[Image-grounded pointing data]

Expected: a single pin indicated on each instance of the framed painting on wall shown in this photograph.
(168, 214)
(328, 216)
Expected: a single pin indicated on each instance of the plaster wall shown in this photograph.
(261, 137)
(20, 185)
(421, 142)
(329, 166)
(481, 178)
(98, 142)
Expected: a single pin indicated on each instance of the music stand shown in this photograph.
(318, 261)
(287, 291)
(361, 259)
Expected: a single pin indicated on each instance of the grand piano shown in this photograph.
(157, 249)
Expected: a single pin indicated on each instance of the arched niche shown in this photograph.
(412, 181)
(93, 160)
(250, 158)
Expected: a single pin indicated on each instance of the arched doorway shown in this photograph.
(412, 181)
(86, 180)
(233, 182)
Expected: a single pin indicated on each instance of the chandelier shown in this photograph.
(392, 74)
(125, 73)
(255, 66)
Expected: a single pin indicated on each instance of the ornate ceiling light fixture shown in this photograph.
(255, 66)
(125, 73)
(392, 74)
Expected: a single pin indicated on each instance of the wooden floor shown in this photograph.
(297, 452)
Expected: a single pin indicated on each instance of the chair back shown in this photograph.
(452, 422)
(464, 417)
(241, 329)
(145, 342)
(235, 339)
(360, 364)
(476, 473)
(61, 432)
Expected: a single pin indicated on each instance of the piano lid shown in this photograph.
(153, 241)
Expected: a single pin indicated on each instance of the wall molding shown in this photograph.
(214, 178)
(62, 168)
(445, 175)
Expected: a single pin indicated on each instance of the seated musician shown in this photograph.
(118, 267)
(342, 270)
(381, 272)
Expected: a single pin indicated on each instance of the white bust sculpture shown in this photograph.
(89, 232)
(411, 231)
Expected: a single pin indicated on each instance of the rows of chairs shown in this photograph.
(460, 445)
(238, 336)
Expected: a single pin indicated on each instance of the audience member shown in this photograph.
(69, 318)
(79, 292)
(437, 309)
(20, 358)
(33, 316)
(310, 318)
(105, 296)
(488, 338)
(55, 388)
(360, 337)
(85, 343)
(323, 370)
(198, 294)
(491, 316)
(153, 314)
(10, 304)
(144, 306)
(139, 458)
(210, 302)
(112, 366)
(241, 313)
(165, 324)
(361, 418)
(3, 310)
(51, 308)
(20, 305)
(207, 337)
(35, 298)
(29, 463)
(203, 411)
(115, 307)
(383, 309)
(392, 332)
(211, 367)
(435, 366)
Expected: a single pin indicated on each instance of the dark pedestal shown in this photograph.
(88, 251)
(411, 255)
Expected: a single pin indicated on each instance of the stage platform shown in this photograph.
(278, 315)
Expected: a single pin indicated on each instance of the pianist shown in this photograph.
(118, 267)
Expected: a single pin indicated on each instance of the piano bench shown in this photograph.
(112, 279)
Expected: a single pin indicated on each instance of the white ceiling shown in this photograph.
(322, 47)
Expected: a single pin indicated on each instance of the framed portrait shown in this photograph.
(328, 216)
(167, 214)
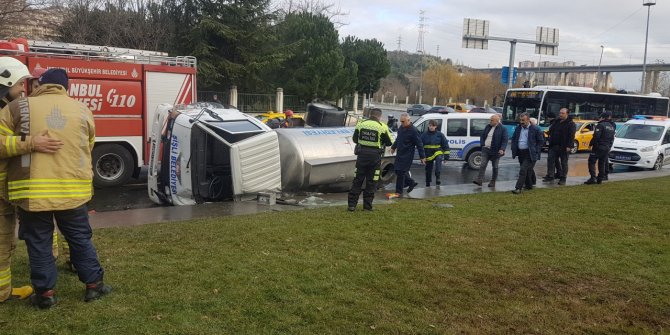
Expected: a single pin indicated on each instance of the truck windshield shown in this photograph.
(642, 132)
(237, 126)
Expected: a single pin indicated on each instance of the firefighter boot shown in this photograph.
(96, 290)
(20, 293)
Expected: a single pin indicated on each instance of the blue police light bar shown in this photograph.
(649, 117)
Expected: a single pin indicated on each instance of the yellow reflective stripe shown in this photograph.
(376, 177)
(52, 190)
(5, 131)
(59, 182)
(437, 153)
(49, 196)
(6, 277)
(8, 145)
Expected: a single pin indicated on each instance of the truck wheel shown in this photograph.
(112, 165)
(659, 163)
(475, 160)
(575, 148)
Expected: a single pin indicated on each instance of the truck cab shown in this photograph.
(200, 153)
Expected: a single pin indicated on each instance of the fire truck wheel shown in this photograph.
(112, 165)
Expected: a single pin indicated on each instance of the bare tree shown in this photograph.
(333, 12)
(21, 17)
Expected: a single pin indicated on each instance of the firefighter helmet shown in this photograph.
(12, 71)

» **Assigned task**
Write the entries above out in full, exactly, with no images.

» **Exercise solution**
Expected: a single pin indicated on each instance of the framed painting on wall shown in this photograph.
(168, 214)
(328, 216)
Expected: a single pin indicated on each instance of the plaster wall shown in this photograph.
(261, 137)
(20, 185)
(421, 142)
(329, 166)
(481, 178)
(98, 142)
Expected: a single pin indicated on each instance of the music stand shown in this photograph.
(318, 261)
(287, 291)
(361, 259)
Expected: a single pin indicated on each instance of the grand piano shown in this photograph.
(157, 249)
Expected: a single pin indicated on each instance of the arched niche shown in this photograph.
(412, 181)
(93, 160)
(250, 158)
Expected: a single pin indicated on each instance of the arched doorway shown in this photograph.
(412, 181)
(86, 180)
(233, 182)
Expected: a single pin indicated on each instance of the chandelier shown in this photograph.
(392, 74)
(125, 73)
(255, 66)
Expected: a single pin indicated on each instance of the ornate ceiling light fixture shown in this photograph.
(255, 66)
(125, 73)
(392, 74)
Expected: a single pin indicated on each instance of the wooden floor shown in this photograph.
(297, 452)
Expected: a single pin indicated on each instance of the chair back shown in this photograph.
(452, 422)
(464, 417)
(241, 329)
(145, 342)
(235, 339)
(360, 364)
(476, 473)
(61, 432)
Expected: a single pin indicated on each instance of the piano lid shown in this photograph.
(153, 241)
Expected: a single pin indicated on each instance of the wall molding shown in this photograph.
(214, 178)
(62, 168)
(445, 175)
Expected: a single pin indicated on each instance of the seated musician shown in this photograph.
(118, 267)
(342, 270)
(381, 272)
Expected: a single pin indicated on each instance of the white bust sculpture shown in this photograph.
(89, 232)
(411, 231)
Expected: a single pin indicated on each instance of the rows of chairs shown in this photograph.
(460, 445)
(238, 336)
Expected: a single pin indicated on each instance of the audience member shown in this photograph.
(69, 318)
(79, 292)
(437, 309)
(20, 358)
(33, 316)
(310, 318)
(105, 296)
(488, 338)
(55, 388)
(360, 337)
(85, 343)
(323, 370)
(198, 294)
(491, 316)
(153, 314)
(10, 304)
(144, 306)
(139, 458)
(210, 302)
(112, 366)
(241, 313)
(165, 324)
(361, 418)
(3, 310)
(51, 308)
(20, 305)
(207, 337)
(35, 298)
(29, 463)
(203, 411)
(115, 307)
(383, 309)
(392, 332)
(211, 367)
(435, 366)
Expected: a single pin indicated on each instance of the dark pedestal shown in this photograph.
(88, 251)
(411, 255)
Expected: a single pin indicated on each instance of the stage platform shown in this photograph.
(278, 315)
Expected: a single pin indicated on each instance of the pianist shown in this photograph.
(118, 267)
Expected: a single pin indicated on each instance of the piano bench shown in this photograph.
(112, 279)
Expected: a single pin indicated on each instance of the white ceiling shown in this photograph.
(322, 47)
Expected: a single pin indicated on each instance of the framed portrait shown in this photograph.
(328, 216)
(167, 214)
Expected: a single pin indicated on each instance of the truck windshield shown in this photograph.
(642, 132)
(237, 126)
Expected: a single pin indicated on each instance of the firefighter boot shown in this photograph.
(96, 290)
(20, 293)
Expected: a single pin indicated on each instance of the blue police light bar shown in this photograph.
(649, 117)
Expected: a single pin indicated on each instance of the yellow reflective stripe shown in this photograph.
(376, 177)
(52, 190)
(5, 131)
(59, 182)
(437, 153)
(49, 196)
(6, 277)
(8, 145)
Expected: a single pin indicated on each instance of the truck wheel shown in this photograph.
(112, 165)
(659, 163)
(475, 160)
(575, 148)
Expected: a single pin indicated on each instance of the truck cab shown in this photograph.
(200, 153)
Expected: a single pin indicated on each instance of the fire truck wheel shown in this photograph.
(112, 165)
Expected: a single pin indicated on each instance of the bare tree shown in this photograph.
(333, 12)
(21, 17)
Expected: a single pin indicated on each instance of the firefighter helmet shown in this photograph.
(12, 71)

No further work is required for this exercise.